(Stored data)
___

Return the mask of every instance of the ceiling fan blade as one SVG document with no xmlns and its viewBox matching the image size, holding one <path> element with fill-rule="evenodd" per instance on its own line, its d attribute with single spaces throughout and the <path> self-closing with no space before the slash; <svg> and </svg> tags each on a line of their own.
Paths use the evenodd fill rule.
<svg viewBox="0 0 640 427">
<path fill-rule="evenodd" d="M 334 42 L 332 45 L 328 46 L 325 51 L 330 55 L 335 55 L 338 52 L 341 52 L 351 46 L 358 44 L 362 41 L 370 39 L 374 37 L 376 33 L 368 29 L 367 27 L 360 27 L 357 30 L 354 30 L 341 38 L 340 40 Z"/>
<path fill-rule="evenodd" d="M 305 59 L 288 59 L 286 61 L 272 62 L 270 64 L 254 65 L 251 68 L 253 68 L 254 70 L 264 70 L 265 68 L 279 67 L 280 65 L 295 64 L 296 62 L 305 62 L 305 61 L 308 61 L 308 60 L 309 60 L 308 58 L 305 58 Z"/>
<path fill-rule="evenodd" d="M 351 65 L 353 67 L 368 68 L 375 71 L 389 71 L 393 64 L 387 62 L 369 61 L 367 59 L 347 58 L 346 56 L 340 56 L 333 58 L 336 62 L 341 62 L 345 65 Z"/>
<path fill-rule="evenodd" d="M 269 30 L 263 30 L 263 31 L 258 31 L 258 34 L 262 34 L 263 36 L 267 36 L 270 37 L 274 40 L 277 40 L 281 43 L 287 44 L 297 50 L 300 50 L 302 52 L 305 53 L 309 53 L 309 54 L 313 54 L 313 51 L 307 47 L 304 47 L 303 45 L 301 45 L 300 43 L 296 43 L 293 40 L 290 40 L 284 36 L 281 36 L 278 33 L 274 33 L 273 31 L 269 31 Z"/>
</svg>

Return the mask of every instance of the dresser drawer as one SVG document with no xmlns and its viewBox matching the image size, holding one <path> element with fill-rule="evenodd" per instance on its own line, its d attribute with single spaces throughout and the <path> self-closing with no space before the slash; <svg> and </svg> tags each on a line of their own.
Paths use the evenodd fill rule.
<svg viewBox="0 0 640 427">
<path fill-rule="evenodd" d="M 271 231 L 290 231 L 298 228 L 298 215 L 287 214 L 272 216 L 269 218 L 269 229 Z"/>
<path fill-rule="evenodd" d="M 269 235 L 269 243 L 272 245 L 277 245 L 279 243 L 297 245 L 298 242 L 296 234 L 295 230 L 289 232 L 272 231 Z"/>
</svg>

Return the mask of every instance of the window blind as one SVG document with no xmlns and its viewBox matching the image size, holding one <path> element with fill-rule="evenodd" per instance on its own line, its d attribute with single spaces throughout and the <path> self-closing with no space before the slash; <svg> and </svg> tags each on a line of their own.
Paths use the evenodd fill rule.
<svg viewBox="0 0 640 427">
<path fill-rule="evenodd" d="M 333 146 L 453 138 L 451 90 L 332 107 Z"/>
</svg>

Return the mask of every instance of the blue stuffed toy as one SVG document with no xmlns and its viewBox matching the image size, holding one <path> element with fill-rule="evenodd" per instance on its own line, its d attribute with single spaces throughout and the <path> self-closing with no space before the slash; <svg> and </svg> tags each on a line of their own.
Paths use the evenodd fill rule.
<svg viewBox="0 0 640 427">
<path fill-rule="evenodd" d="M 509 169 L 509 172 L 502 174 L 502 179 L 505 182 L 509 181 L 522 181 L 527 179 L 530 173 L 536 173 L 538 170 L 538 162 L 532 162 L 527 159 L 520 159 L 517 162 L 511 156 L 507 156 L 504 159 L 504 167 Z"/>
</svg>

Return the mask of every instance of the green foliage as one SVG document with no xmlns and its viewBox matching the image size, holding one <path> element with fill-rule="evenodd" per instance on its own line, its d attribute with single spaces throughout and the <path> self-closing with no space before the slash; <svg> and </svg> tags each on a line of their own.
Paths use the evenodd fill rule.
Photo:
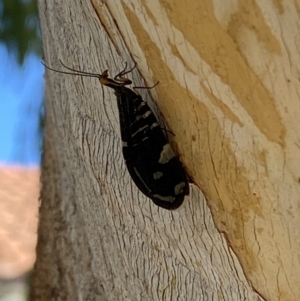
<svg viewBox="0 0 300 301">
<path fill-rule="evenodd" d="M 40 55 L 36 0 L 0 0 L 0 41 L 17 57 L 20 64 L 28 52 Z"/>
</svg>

___

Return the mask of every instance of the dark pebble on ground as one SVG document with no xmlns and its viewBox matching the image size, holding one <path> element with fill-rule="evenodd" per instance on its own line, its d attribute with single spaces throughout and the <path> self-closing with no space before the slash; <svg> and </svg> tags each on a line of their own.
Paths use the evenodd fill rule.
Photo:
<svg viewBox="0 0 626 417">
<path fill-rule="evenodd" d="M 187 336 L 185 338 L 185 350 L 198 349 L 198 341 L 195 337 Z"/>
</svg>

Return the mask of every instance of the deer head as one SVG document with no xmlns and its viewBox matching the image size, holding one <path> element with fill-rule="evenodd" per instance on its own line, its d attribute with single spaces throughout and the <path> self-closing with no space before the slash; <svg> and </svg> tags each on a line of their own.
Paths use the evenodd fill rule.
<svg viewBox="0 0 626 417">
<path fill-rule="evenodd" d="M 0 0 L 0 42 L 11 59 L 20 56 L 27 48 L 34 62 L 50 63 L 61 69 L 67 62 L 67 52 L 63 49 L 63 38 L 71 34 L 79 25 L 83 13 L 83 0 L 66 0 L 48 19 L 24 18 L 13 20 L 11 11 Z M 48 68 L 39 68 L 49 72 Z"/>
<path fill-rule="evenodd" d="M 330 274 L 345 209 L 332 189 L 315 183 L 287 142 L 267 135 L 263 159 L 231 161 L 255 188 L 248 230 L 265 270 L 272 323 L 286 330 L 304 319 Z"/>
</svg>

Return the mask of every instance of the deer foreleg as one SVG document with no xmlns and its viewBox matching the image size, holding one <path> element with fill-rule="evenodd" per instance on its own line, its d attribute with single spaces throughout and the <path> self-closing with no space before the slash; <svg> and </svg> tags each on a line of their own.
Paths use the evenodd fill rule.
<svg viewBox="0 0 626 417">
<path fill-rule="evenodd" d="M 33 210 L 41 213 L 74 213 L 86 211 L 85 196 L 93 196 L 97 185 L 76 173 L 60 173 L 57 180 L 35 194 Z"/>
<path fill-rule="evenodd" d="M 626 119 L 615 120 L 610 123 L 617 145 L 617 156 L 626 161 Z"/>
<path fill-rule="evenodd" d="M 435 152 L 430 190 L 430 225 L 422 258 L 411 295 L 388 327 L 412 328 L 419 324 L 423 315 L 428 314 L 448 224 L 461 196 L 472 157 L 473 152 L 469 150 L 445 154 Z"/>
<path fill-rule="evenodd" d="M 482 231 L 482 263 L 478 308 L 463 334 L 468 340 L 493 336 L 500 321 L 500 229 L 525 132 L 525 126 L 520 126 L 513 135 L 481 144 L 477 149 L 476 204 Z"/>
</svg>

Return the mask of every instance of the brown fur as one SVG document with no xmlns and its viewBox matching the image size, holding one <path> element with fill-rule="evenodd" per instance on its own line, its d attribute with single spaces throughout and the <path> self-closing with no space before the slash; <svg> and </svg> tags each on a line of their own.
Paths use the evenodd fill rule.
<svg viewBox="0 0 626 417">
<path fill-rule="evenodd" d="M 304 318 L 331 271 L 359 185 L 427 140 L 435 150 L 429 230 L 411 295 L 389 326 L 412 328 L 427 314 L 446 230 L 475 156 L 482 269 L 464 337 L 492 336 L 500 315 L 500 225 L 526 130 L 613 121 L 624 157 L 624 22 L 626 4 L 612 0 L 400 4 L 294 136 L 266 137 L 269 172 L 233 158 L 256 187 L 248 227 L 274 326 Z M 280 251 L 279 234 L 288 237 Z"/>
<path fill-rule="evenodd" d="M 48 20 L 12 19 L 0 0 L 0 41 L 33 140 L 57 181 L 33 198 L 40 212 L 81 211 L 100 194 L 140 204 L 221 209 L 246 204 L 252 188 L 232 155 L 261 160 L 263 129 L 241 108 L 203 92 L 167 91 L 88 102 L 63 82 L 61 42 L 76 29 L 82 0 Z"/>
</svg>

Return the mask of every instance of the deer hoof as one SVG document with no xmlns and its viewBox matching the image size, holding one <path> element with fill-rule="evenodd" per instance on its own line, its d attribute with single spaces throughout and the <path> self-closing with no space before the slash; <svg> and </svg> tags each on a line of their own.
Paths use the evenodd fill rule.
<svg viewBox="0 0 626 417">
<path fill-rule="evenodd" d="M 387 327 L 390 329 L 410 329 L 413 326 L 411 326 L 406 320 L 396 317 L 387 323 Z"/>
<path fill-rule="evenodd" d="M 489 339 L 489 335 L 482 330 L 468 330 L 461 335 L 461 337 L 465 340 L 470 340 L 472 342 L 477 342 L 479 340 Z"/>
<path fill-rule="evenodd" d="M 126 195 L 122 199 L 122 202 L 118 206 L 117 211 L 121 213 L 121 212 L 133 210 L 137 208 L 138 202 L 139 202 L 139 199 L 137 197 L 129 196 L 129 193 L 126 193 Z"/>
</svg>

___

In the records above, some lines hold the word "deer". Say how many, and nothing more.

3